##### PASSAGE TO READ #####

More Than Just Books

Doreen Munsie
4 min readSep 27, 2021

One of the most popular books of 2020, that’s still on this year’s bestseller lists, is “The Midnight Library” by Matt Haig. It’s the story about a woman who is given the ability to try other versions of her life with the help of a wise librarian and a magical library. Perhaps it’s a supernatural metaphor for how libraries can change lives.

The power of libraries and the human connections they provide are featured in three more 2021 books.

“Cloud Cuckoo Land” by Anthony Doerr

Anthony Doerr’s new book, “Cloud Cuckoo Land”, which he dedicates to “the librarian then, now, and in the years to come,” is a story about caring deeply for something and preserving it with passion.

Six-and-half-years after the phenomenally successful, Pulitzer prize-winning, “All The Light You Cannot See”, Anthony Doerr is back this month with another tome, 600 pages, and once again interconnecting the stories of young protagonists.

#####

APPLY WHAT YOU READ:
1. According to the article, to whom does Anthony Doerr dedicate "Cloud Cuckoo Land"?
2. Write out the part of the article starting at "More Than Just" and ending at "can change lives.", word for word.

##### DATA #####

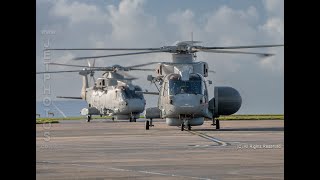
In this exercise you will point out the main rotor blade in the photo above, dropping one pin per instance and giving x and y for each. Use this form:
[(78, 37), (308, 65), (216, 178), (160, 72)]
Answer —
[(103, 49), (72, 65), (239, 47), (43, 72), (141, 69), (235, 52), (124, 54), (140, 65), (102, 69)]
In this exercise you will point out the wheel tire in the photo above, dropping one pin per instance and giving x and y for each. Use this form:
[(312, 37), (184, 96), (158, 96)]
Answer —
[(217, 124), (147, 125)]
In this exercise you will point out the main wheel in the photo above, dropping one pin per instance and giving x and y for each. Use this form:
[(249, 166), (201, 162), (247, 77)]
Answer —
[(217, 124), (189, 127)]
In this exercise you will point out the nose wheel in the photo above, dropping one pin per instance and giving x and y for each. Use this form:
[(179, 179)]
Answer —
[(148, 123), (216, 122), (88, 118)]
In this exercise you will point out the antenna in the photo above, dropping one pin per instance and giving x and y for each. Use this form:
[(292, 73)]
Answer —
[(194, 54)]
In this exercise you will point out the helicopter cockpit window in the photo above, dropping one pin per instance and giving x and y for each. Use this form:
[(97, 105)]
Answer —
[(193, 86)]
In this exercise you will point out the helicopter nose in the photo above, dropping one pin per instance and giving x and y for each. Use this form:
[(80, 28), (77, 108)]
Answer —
[(135, 105), (188, 104)]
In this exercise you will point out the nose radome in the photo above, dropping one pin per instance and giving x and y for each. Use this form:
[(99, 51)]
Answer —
[(136, 105)]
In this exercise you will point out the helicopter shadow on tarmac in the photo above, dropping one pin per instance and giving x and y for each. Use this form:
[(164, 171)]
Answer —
[(244, 129)]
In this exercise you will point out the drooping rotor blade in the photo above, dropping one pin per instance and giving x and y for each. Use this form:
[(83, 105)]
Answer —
[(238, 47), (141, 69), (69, 97), (43, 72), (72, 65), (124, 54), (140, 65), (126, 74), (102, 49), (102, 69), (235, 52)]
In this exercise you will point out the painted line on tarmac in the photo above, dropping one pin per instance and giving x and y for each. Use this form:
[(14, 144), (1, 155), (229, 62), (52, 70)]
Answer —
[(126, 170), (220, 142)]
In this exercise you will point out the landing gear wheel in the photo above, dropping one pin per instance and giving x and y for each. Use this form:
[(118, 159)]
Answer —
[(217, 124), (147, 125), (88, 118), (182, 127)]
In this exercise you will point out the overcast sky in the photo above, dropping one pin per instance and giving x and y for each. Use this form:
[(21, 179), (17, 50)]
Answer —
[(153, 23)]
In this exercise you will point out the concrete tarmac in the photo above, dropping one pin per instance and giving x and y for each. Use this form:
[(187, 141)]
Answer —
[(103, 149)]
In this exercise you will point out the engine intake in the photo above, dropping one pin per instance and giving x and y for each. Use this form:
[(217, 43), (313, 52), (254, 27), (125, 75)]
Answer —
[(226, 101)]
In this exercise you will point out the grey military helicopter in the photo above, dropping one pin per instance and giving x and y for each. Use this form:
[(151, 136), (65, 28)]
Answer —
[(112, 94), (183, 94)]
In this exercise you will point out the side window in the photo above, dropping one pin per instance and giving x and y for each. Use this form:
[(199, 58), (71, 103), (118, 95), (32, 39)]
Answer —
[(165, 89)]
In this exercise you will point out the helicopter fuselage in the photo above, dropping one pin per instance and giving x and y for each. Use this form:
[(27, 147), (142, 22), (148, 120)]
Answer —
[(119, 102), (183, 100)]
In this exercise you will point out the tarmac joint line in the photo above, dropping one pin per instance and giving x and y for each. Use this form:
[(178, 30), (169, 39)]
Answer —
[(220, 142)]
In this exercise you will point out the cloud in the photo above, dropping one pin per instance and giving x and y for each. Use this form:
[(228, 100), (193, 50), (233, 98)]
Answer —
[(78, 12), (131, 24), (274, 7)]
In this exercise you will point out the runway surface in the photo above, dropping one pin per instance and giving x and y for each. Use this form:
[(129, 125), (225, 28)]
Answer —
[(103, 149)]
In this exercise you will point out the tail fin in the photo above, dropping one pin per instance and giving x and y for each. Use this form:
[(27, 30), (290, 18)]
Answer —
[(84, 84)]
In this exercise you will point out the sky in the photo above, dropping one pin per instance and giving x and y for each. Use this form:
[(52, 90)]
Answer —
[(153, 23)]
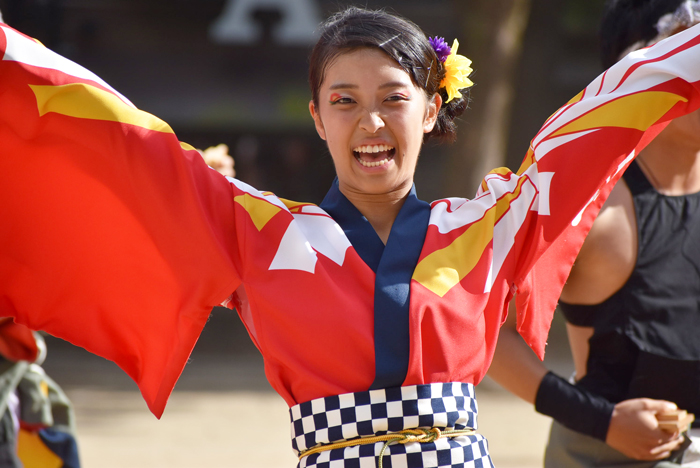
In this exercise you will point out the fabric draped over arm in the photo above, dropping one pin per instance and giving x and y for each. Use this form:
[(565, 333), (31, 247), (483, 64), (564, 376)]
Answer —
[(114, 235)]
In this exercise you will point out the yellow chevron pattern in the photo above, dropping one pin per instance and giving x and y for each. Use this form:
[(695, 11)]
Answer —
[(85, 101), (445, 268), (624, 113), (260, 211)]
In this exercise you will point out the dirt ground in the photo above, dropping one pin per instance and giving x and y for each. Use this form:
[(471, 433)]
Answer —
[(224, 414)]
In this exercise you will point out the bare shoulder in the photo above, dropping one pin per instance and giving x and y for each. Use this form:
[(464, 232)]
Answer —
[(609, 253)]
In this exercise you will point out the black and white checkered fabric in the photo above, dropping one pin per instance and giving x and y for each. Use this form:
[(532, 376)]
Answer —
[(375, 412)]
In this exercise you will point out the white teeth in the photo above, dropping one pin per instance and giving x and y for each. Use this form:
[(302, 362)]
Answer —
[(374, 163), (372, 148)]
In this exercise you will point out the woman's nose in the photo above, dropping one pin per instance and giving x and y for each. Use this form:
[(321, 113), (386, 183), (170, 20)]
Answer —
[(371, 121)]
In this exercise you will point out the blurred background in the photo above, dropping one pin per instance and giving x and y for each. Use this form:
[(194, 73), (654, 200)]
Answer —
[(234, 72)]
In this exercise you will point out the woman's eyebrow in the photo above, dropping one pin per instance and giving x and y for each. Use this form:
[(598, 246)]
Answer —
[(343, 86), (390, 84), (393, 84)]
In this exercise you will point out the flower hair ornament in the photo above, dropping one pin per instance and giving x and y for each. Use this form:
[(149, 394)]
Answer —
[(457, 67)]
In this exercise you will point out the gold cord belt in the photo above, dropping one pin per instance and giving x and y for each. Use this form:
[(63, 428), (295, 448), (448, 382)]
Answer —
[(423, 436)]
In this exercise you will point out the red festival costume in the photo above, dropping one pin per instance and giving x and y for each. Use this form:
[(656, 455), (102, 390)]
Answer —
[(125, 239)]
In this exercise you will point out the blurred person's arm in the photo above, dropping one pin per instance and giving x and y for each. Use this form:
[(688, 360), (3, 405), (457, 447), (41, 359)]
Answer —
[(630, 426), (602, 267)]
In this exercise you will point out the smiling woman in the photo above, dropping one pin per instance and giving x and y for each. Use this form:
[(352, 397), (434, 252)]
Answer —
[(376, 313)]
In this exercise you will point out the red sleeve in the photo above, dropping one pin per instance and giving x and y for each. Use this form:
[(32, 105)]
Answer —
[(579, 155), (115, 236)]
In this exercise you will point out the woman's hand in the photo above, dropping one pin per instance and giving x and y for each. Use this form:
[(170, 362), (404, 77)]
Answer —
[(634, 430)]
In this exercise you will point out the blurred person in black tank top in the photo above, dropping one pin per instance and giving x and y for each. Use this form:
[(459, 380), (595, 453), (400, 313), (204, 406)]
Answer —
[(632, 300)]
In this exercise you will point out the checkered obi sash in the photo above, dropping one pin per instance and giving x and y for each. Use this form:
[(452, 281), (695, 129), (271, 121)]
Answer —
[(376, 412)]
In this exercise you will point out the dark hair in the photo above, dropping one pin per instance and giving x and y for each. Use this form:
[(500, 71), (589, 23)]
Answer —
[(626, 22), (402, 40)]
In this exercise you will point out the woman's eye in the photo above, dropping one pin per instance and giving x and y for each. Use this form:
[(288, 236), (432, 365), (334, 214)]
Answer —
[(336, 99), (397, 97)]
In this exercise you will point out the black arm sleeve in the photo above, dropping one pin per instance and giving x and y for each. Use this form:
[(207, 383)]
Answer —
[(574, 407)]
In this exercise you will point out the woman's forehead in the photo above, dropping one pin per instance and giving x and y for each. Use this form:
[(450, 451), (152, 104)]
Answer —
[(364, 66)]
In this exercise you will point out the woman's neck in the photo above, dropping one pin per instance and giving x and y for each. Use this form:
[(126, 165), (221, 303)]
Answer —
[(672, 166), (380, 210)]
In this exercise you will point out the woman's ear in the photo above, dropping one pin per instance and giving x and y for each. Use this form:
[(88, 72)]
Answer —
[(317, 120), (431, 113)]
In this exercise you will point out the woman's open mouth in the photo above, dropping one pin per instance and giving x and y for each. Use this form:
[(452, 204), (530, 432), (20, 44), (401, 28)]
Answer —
[(374, 155)]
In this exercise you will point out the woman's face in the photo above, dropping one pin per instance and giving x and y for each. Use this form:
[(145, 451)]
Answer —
[(373, 119)]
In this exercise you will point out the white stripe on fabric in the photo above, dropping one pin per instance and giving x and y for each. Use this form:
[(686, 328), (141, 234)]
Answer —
[(23, 50)]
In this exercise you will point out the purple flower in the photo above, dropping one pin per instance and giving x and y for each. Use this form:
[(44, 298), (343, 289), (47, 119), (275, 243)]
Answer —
[(440, 47)]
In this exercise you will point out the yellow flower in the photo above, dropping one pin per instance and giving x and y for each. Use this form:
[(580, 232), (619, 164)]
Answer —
[(457, 69)]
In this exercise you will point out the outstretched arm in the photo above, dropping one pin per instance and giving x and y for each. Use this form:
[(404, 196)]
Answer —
[(114, 236)]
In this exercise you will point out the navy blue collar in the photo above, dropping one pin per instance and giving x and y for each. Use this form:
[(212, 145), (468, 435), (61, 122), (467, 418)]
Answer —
[(394, 266)]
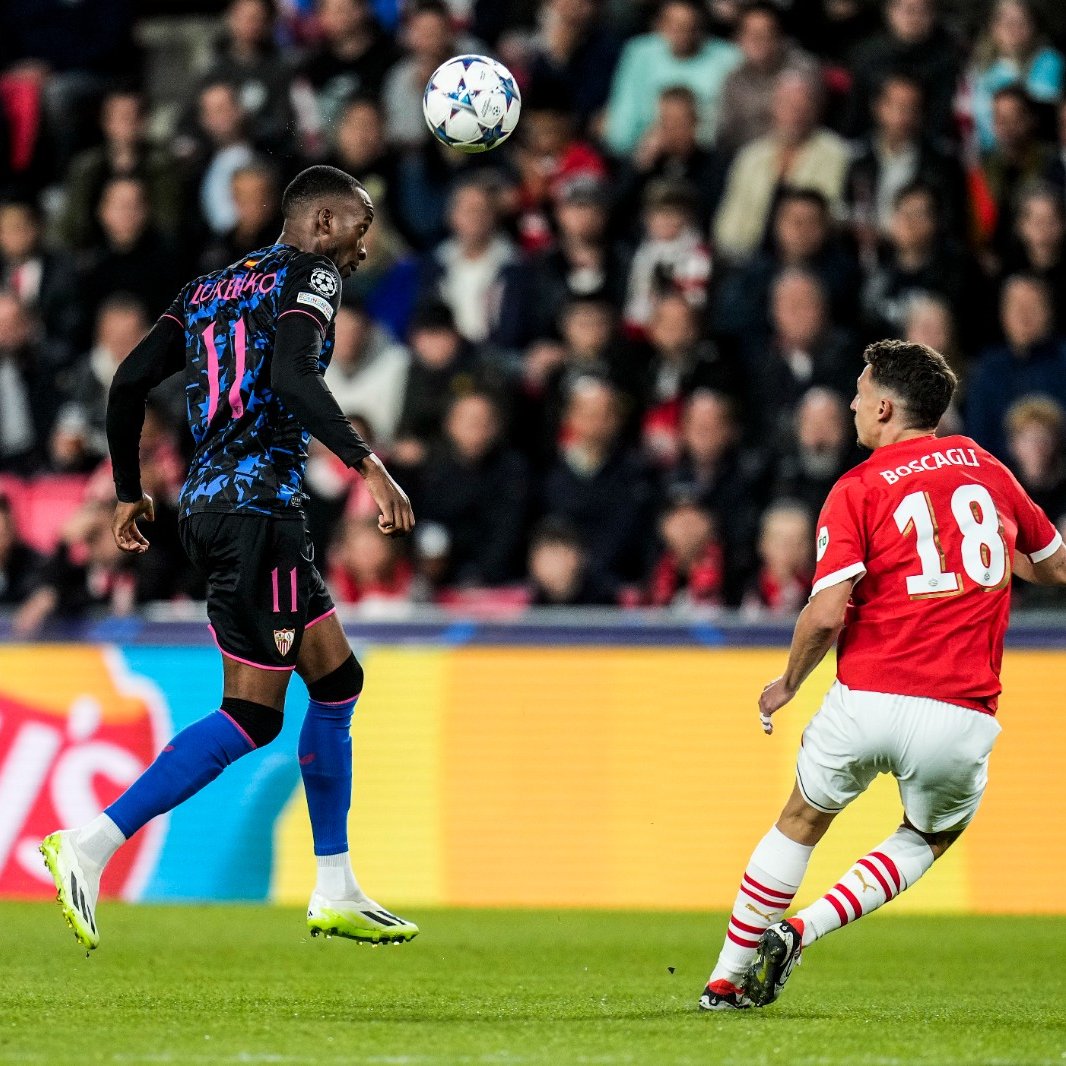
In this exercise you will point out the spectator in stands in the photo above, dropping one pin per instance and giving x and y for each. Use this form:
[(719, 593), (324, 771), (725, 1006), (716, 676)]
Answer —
[(590, 346), (368, 567), (1013, 52), (353, 58), (805, 350), (1056, 165), (690, 571), (1039, 245), (87, 570), (75, 52), (893, 156), (132, 257), (672, 257), (43, 280), (678, 52), (796, 152), (822, 449), (682, 362), (726, 480), (223, 146), (359, 147), (120, 323), (126, 152), (247, 59), (429, 38), (671, 150), (443, 366), (368, 373), (478, 488), (1035, 427), (468, 271), (574, 47), (257, 202), (1033, 360), (27, 390), (746, 109), (19, 563), (560, 574), (914, 43), (74, 446), (599, 486), (549, 159), (786, 571), (801, 237), (1018, 159), (582, 263), (917, 260), (931, 321)]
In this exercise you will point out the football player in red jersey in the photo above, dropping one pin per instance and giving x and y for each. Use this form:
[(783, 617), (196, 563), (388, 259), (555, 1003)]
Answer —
[(915, 548)]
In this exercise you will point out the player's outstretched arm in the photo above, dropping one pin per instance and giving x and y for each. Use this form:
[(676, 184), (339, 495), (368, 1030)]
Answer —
[(297, 381), (396, 515), (160, 354), (817, 630)]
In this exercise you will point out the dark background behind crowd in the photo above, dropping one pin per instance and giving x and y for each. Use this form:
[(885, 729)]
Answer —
[(612, 360)]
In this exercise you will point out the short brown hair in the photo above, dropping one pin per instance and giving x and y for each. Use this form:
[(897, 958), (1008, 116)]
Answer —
[(918, 375)]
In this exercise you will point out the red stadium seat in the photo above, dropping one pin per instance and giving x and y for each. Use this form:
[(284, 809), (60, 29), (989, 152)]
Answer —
[(20, 98), (49, 505)]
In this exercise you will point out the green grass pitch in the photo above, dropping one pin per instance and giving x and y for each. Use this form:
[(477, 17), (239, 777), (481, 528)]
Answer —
[(244, 985)]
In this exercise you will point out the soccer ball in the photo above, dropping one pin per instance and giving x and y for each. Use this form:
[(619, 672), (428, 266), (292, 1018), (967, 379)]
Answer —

#####

ANSWERS FOR THE TASKS:
1. He dedicates it to "the librarian then, now, and in the years to come."

2.
More Than Just Books

Doreen Munsie
4 min readSep 27, 2021

One of the most popular books of 2020, that’s still on this year’s bestseller lists, is “The Midnight Library” by Matt Haig. It’s the story about a woman who is given the ability to try other versions of her life with the help of a wise librarian and a magical library. Perhaps it’s a supernatural metaphor for how libraries can change lives.